■ SUPPLIED PASSAGE:

-------------------------

Personal information
- Full name: John William Allan
- Nickname: Son
- Born: 26 October 1879 South Melbourne, Victoria
- Died: 28 December 1933 (aged 54) Port Melbourne, Victoria
- Original team: Blenheim
- Debut: Round 1, 3 May 1902, Collingwood vs. South Melbourne, at Lake Oval

Playing career^{1}
- Years: Club / Games (Goals)
- 1902–1903: Collingwood / 19 (9)
- ^{1} Playing statistics correct to the end of 1903.

Career highlights
- VFL premiership player: 1902;

= John Allan (Australian footballer) =

Australian rules footballer

John William Allan (26 October 1879 – 28 December 1933) was an Australian rules footballer who played for the Collingwood Football Club in the Victorian Football League (VFL).

-------------------------

■ EXTRACTED ENTRIES:
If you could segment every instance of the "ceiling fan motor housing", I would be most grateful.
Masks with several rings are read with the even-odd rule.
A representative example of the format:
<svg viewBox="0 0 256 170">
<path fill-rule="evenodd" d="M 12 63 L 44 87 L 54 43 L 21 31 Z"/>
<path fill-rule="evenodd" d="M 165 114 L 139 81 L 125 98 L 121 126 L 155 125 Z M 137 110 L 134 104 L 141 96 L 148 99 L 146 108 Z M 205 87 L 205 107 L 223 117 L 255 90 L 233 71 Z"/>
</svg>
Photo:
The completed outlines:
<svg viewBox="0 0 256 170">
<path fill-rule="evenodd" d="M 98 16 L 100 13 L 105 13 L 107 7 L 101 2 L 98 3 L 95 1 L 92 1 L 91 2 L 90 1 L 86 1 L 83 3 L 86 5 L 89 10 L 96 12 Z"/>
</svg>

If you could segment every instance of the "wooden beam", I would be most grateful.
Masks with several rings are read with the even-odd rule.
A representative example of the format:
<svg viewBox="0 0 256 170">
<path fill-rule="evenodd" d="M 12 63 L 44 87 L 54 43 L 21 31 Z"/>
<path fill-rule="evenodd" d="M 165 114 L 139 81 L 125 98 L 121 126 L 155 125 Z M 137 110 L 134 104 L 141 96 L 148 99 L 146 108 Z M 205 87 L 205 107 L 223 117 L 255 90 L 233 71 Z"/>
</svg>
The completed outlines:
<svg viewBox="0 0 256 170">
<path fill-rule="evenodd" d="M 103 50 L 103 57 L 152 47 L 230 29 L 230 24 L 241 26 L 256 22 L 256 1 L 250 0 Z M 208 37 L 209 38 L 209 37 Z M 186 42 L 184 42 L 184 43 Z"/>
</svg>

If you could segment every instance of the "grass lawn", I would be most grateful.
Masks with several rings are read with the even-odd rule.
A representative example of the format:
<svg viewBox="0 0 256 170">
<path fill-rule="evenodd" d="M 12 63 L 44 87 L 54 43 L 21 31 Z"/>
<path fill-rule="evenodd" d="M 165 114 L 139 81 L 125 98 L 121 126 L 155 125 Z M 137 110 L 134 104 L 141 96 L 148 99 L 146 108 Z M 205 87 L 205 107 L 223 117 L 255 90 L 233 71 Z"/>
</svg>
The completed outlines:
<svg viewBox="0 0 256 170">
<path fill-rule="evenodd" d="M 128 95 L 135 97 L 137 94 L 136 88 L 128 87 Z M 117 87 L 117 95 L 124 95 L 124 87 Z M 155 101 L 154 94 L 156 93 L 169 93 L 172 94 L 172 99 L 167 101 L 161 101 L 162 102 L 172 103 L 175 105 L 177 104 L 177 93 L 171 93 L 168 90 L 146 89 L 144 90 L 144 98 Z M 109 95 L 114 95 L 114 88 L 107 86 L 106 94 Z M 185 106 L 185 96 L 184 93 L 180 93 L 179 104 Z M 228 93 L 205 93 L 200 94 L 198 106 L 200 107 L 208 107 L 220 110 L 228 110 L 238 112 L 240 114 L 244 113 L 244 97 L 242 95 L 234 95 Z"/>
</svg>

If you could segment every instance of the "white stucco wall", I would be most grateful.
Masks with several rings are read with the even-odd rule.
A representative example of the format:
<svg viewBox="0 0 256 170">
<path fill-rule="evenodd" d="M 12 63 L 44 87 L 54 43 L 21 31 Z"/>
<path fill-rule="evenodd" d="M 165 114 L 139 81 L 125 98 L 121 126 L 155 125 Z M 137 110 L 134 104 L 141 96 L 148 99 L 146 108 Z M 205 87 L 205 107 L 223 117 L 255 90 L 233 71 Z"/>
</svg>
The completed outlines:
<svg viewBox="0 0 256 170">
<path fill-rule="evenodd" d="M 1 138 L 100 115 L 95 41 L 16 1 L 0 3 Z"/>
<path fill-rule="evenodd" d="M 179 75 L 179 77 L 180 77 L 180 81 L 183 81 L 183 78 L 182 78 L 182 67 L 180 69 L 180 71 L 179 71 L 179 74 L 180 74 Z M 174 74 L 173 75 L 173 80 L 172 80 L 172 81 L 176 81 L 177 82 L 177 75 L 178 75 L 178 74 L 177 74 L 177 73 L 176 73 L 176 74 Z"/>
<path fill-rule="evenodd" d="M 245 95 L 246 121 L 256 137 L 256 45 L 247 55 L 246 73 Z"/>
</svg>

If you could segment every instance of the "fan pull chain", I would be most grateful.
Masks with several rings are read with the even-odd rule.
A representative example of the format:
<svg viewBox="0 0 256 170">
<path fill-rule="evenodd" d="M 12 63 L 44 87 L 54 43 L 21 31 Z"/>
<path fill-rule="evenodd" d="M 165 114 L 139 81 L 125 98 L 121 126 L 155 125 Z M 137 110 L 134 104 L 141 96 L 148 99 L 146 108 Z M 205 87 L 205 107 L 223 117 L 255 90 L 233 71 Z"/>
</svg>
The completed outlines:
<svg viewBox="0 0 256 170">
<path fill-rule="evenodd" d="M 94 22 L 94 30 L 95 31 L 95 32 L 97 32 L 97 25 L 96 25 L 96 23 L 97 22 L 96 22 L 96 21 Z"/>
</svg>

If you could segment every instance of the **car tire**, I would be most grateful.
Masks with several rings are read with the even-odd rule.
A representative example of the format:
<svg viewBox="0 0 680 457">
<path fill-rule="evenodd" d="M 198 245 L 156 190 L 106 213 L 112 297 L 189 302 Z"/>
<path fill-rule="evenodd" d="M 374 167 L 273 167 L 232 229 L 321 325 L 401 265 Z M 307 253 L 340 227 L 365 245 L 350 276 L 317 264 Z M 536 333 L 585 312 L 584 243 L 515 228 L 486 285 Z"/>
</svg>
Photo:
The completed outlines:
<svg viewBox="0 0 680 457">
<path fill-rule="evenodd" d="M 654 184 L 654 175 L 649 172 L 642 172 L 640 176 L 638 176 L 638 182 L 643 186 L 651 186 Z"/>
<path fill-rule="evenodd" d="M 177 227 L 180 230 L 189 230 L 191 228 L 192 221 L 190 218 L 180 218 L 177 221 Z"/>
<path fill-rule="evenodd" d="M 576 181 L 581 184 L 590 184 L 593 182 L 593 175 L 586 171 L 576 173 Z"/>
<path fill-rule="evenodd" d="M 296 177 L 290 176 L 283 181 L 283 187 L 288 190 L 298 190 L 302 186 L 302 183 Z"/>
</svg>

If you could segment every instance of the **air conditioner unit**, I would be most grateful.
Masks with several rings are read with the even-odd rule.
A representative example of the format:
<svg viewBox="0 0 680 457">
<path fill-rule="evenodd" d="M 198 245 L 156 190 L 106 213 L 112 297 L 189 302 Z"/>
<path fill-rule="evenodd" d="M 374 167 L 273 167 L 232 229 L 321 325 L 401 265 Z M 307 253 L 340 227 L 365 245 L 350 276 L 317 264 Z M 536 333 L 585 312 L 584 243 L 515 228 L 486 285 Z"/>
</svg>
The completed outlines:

-------------------------

■ REQUIRED TASKS:
a) Repeat the part of the John Allan footballer text starting at "Personal information" and ending at "Club / Games (Goals)", word for word.
b) Write the next part of the John Allan footballer text, picking up right after its final sentence.
These rows have no connection to the John Allan footballer text.

■ ANSWERS BELOW:
a)
Personal information
- Full name: John William Allan
- Nickname: Son
- Born: 26 October 1879 South Melbourne, Victoria
- Died: 28 December 1933 (aged 54) Port Melbourne, Victoria
- Original team: Blenheim
- Debut: Round 1, 3 May 1902, Collingwood vs. South Melbourne, at Lake Oval

Playing career^{1}
- Years: Club / Games (Goals)

b)
Allan played as a wing and forward during two seasons for Collingwood in the VFL. His first season was in 1902 where he played 17 games for the season, including the 1902 Grand Final win over Essendon. In 1903, Allan only played 2 games, ending his VFL career with 19 games and 9 goals.

In 1904, Allan transferred to Port Melbourne, becoming captain in 1905 and later serving as a trainer of the club

Outside his football career he worked as a sawyer until a workplace accident in 1919 resulted in him losing his left arm near the elbow. John "Son" Allan died suddenly in late 1933, survived by his wife and five children.